> Instructions for the task
Pictures aside, write out every record exactly as it appears.
+++
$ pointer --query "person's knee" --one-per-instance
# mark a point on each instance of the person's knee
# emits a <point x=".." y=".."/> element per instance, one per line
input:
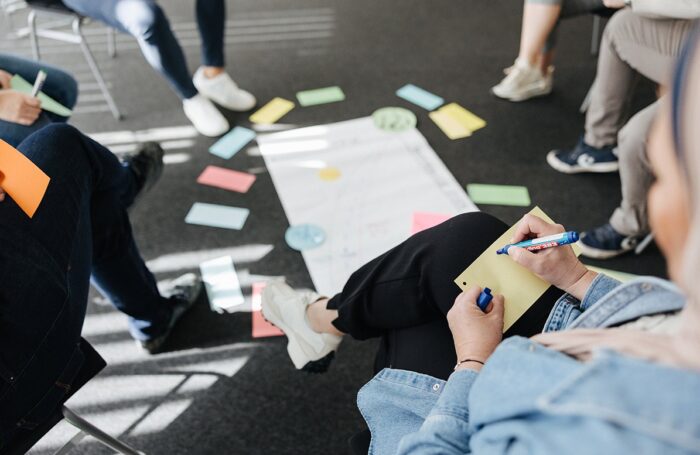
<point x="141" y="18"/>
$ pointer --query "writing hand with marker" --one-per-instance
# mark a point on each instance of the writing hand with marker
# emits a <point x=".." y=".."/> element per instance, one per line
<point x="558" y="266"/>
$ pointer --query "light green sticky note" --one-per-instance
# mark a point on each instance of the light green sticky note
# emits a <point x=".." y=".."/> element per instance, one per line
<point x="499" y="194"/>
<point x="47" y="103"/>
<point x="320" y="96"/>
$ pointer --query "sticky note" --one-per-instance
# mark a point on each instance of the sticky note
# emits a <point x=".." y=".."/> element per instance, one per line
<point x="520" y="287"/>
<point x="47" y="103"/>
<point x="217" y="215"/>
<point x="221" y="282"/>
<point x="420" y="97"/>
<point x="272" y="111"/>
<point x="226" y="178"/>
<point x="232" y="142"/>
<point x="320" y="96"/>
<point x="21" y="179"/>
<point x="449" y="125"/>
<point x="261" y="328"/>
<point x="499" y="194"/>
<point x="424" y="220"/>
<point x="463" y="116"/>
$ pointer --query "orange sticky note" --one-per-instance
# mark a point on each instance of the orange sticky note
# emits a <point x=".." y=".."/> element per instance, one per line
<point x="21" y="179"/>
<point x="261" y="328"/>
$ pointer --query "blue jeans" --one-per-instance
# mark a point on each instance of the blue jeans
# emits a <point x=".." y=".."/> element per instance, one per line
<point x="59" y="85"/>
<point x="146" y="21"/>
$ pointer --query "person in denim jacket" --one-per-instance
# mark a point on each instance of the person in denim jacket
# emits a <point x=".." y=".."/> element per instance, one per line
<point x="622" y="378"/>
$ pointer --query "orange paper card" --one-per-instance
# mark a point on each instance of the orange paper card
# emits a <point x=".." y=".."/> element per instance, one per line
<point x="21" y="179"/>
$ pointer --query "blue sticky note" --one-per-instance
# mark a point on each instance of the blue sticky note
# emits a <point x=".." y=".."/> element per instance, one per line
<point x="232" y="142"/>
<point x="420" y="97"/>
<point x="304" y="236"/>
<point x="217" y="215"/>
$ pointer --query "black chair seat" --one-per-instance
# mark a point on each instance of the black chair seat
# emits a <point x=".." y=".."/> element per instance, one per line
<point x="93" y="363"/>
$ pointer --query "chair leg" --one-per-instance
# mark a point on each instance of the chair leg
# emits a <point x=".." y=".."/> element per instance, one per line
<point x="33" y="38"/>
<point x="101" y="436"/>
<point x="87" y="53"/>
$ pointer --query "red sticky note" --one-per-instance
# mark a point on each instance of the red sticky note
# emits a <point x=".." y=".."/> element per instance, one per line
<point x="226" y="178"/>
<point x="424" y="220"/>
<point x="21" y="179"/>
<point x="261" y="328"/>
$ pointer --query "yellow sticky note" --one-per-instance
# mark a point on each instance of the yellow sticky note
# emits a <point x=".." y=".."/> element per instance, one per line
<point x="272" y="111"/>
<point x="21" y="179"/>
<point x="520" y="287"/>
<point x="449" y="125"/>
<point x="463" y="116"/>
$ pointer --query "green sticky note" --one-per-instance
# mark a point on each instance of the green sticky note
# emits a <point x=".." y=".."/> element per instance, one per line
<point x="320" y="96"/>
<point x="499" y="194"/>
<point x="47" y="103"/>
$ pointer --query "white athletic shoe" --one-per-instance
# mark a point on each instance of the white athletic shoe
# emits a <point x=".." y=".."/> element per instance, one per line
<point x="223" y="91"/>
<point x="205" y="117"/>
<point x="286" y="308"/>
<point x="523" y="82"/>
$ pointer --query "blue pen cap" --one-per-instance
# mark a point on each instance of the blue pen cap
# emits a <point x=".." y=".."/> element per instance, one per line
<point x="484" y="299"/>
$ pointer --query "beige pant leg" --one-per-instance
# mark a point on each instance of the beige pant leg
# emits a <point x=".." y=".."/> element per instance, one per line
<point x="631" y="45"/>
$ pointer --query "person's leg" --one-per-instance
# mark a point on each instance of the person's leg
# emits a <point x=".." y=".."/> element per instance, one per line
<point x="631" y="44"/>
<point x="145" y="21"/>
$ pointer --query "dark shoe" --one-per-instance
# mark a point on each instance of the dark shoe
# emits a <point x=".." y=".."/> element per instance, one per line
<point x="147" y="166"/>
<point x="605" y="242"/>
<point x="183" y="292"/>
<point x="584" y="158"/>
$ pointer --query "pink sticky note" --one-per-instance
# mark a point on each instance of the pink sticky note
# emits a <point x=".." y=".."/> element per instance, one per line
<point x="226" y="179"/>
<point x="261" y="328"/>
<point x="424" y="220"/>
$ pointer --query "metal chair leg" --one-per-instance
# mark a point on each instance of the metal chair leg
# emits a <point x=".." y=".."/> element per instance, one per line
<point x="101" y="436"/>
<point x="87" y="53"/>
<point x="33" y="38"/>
+++
> Exercise response
$ pointer --query "person's knee" --one-per-instance
# mark a point on each instance of the person's knee
# emits a <point x=".." y=".."/> element per instance, one per line
input:
<point x="141" y="18"/>
$ pointer --query "writing hand with marker" --one-per-instance
# mark a point on each instance of the writing hand with marker
# emits a <point x=".." y=".."/> element per instance, one per line
<point x="558" y="266"/>
$ pointer --query "light green sticky note" --one-per-instance
# mark a point on each instance of the light green sticky note
# emits a <point x=".." y=".."/> element per instance, one per line
<point x="499" y="194"/>
<point x="47" y="103"/>
<point x="320" y="96"/>
$ pointer --query "sticky note" --one-per-instance
# mark a point on each instance of the sticky note
# emits a <point x=".." y=".."/> element per instance, one per line
<point x="520" y="287"/>
<point x="47" y="103"/>
<point x="217" y="215"/>
<point x="221" y="282"/>
<point x="420" y="97"/>
<point x="272" y="111"/>
<point x="226" y="178"/>
<point x="232" y="142"/>
<point x="320" y="96"/>
<point x="21" y="179"/>
<point x="449" y="125"/>
<point x="261" y="328"/>
<point x="499" y="194"/>
<point x="424" y="220"/>
<point x="463" y="116"/>
$ pointer --query "orange sticky note" --one-per-instance
# mark a point on each instance of the orange sticky note
# emits a <point x=".." y=".."/> element per instance, one per line
<point x="21" y="179"/>
<point x="261" y="328"/>
$ pointer --query "blue jeans" --one-per-instance
# mark a point on each instance of the blue jeans
# emits a <point x=".." y=".."/> element per instance, one per line
<point x="59" y="85"/>
<point x="146" y="21"/>
$ pointer --query "person in denim jacket" --one-per-instance
# mark a point on each instance of the person in denim jacket
# emits a <point x=".." y=".."/> element per instance, one per line
<point x="622" y="378"/>
$ pointer --query "orange paper card" --one-per-instance
# mark a point on each instance of the orange paper card
# emits a <point x=".." y=".."/> element per instance, one per line
<point x="21" y="179"/>
$ pointer --query "blue sticky note" --one-per-instance
# mark a point on each instance of the blue sticky note
# emits a <point x=".." y=".."/> element per instance, one per line
<point x="232" y="142"/>
<point x="420" y="97"/>
<point x="304" y="236"/>
<point x="217" y="215"/>
$ pointer --query "black chair seat" --one-per-instance
# mark a point on each instance of the black chair seat
# emits a <point x=".." y=".."/> element per instance, one per line
<point x="93" y="363"/>
$ pointer --query "chair leg" --one-per-instance
# mark a point on each instance of the chair leg
# emits a <point x=".." y=".."/> element per instance, one per line
<point x="33" y="38"/>
<point x="101" y="436"/>
<point x="87" y="53"/>
$ pointer --query "red sticky note" --one-per-instance
# mark a point on each instance of the red sticky note
# emits a <point x=".." y=".."/> element per instance, one per line
<point x="226" y="178"/>
<point x="424" y="220"/>
<point x="21" y="179"/>
<point x="261" y="328"/>
$ pointer --query "yellow sticky note" --one-per-instance
# mark a point on each instance of the yellow sticky note
# emits a <point x=".." y=".."/> element per instance, one per line
<point x="272" y="111"/>
<point x="21" y="179"/>
<point x="520" y="287"/>
<point x="449" y="125"/>
<point x="463" y="116"/>
$ pointer --query "green sticky note" --one-per-instance
# mark a point on each instance of the green sticky note
# emits a <point x=".." y=".."/> element per instance, one per line
<point x="320" y="96"/>
<point x="499" y="194"/>
<point x="47" y="103"/>
$ pointer --query "white athletic shoe" --one-per-instance
# mark a point on each instance of the white athletic shoe
# emits a <point x=".." y=".."/> element per instance, one per line
<point x="223" y="91"/>
<point x="205" y="117"/>
<point x="286" y="308"/>
<point x="523" y="82"/>
$ pointer --query "blue pen cap" --one-per-instance
# mark a point on each instance of the blue pen cap
# emits a <point x=".." y=".."/> element per instance, one per line
<point x="484" y="299"/>
$ pointer --query "beige pant leg" --one-per-instance
# mark a point on each instance of the beige pant leg
# emits a <point x=".." y=".."/> element per instance, one per line
<point x="631" y="45"/>
$ pointer --query "person's leg" --one-per-instance
# mark a point on each instance of the person's leg
# emits a <point x=".." y=".."/> element per instance, one per line
<point x="631" y="44"/>
<point x="145" y="21"/>
$ pointer --query "dark shoe" --one-per-instance
# mark a point on each instance of the dark shoe
# emits a <point x=".." y=".."/> element per instance, one per line
<point x="147" y="166"/>
<point x="605" y="242"/>
<point x="183" y="292"/>
<point x="584" y="158"/>
$ pointer --query "pink sticky note" --one-per-instance
# mark a point on each instance of the pink sticky note
# emits a <point x=".." y=".."/> element per instance, one per line
<point x="226" y="179"/>
<point x="261" y="328"/>
<point x="424" y="220"/>
$ pointer --query "metal chair leg" --one-per-instance
# mark a point on each instance of the metal chair leg
# emits a <point x=".." y=".."/> element per instance, one per line
<point x="101" y="436"/>
<point x="87" y="53"/>
<point x="33" y="38"/>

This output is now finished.